**Passage:**
Man who shot woman in neck loses Supreme Court appeal against conviction

Gavin Sheehan was sentenced to 11-year prison term in 2017 over Cork city shooting

A man who fired a handgun  and hit a woman in the neck has lost his Supreme Court appeal against his convictions

A man who fired a handgun and hit a woman in the neck has lost his Supreme Court appeal against his convictions


A man who fired a handgun through the window of a house in Cork city and hit a young woman in the neck, causing her life-threatening injuries, has lost his Supreme Court appeal against his convictions.

Gavin Sheehan, a father of one aged in his 30s, of Laurel Ridge, Shanakiel, Cork, was sentenced to an effective 11-year prison term in 2017 after he was convicted of assault causing serious harm to Ciara Sheehan (no relation) and of three firerarms offences at Laurel Ridge, Shanakiel, on May 15th, 2016.

Cork Circuit Criminal Court heard Sheehan had assaulted a young man, Dylan Cunningham, in a chip shop in Blackpool earlier that evening and later that night windows were broken at Sheehan’s family home at Laurel Ridge.

Later, at about 1.30am, Ciara Sheehan, Dylan Cunningham’s girlfriend, was at the Cunningham family home at Hollywood Estate, Blarney Road, when she heard a loud bang and realised she had been shot. She fell to the ground with a gunshot wound to the neck.

She underwent emergency surgery and had a bullet removed from her neck, where it had lodged in a muscle but avoided rupturing any major blood vessels.

The Court of Appeal, despite making some findings in Gavin Sheehan’s favour, later dismissed his appeal over his convictions.

Sheehan secured a further appeal to the Supreme Court.

His core grounds were that the trial judge wrongly refused to allow him to discharge his legal representatives at the start of the trial and that provisions of the Criminal Justice Act 1984, as amended by the Criminal Justice Act 2007, which permit inferences to be drawn from responses to Garda questioning, were wrongly applied in the trial.

Giving the five-judge court’s judgment this week, Ms Justice Iseult O’Malley said an accused person has, in principle, an entitlement as a matter of personal choice to refuse to accept legal representation.

However, she could not find Sheehan had made a voluntary and informed decision to waive his right to legal representation and represent himself at the trial.

When asked directly by the trial judge if he wanted to represent himself, he did not say he did but rather stated he was still reviewing the evidence and did not have a defence prepared.

His irritation with his lawyers arose from his not having seen them that morning and they had permitted him to be arraigned when he felt the trial had come on too fast and he was not ready for it, she said. There was “nothing to indicate” he wished to take over the conduct of his own defence and proceed with the trial.

Stored records:
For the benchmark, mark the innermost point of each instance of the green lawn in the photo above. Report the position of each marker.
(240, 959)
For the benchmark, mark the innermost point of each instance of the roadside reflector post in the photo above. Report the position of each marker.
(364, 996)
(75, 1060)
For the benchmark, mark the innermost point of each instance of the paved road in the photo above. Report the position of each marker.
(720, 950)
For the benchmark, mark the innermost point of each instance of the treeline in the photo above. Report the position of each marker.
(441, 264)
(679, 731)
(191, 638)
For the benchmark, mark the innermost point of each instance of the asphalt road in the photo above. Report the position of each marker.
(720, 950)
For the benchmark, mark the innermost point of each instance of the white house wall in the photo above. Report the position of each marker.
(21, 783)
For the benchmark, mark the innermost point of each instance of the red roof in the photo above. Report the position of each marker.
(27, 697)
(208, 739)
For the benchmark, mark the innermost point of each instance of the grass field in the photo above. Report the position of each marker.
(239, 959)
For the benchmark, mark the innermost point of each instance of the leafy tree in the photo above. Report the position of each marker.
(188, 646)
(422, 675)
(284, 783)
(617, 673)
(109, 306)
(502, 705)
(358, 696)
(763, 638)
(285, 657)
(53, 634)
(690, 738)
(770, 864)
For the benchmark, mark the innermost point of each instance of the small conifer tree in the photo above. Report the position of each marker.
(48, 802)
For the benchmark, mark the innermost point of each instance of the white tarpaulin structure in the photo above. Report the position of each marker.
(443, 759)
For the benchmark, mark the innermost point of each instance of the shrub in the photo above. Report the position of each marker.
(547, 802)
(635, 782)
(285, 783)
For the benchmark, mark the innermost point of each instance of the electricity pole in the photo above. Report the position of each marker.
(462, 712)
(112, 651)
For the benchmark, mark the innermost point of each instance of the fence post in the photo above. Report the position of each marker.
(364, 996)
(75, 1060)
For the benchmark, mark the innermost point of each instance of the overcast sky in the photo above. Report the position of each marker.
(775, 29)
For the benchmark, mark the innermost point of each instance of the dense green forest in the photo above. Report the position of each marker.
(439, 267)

**Work order A:** Copy the Supreme Court appeal article word for word, everything from "Gavin Sheehan was" down to "against his convictions.".
**Work order B:** Proceed with the article on the Supreme Court appeal, starting after its final sentence.

**Exercise result A:**
Gavin Sheehan was sentenced to 11-year prison term in 2017 over Cork city shooting

A man who fired a handgun  and hit a woman in the neck has lost his Supreme Court appeal against his convictions

A man who fired a handgun and hit a woman in the neck has lost his Supreme Court appeal against his convictions


A man who fired a handgun through the window of a house in Cork city and hit a young woman in the neck, causing her life-threatening injuries, has lost his Supreme Court appeal against his convictions.

**Exercise result B:**
The Court of Appeal erred in finding Sheehan had exercised his right to conduct his own defence of the case and that his right had been breached, she held.

Addressing the inferences ground, she said the jury had before it CCTV footage of Sheehan holding an object which, it was not seriously contested, was sufficiently clear for the jury to be satisfied was a gun.

The jury was entitled to take Sheehan’s failure to give any form of plausible explanation of the footage into account, to draw the inference no other innocent explanation was available and to use that inference to support their belief as to what was to be seen in the footage, the judge said.

The jury was also entitled to infer from the evidence a particular phone belonged to Sheehan and he was telling a friend in text messages he was intending or anticipating a fight with the Cunninghams and was in possession of a gun, she said.

The interviewing gardaí were entitled to invoke Section 18 of the 1984 Act, concerning drawing of inferences, in respect of the CCTV footage, she held.

Sheehan had not previously given an account relating to this matter, having instead made various different and implausible suggestions the object “might” have been an imitation gun or a knife.

The judge went on to find the phone text messages did not come within the ambit of Section 18 but said those messages were admissible in their own right.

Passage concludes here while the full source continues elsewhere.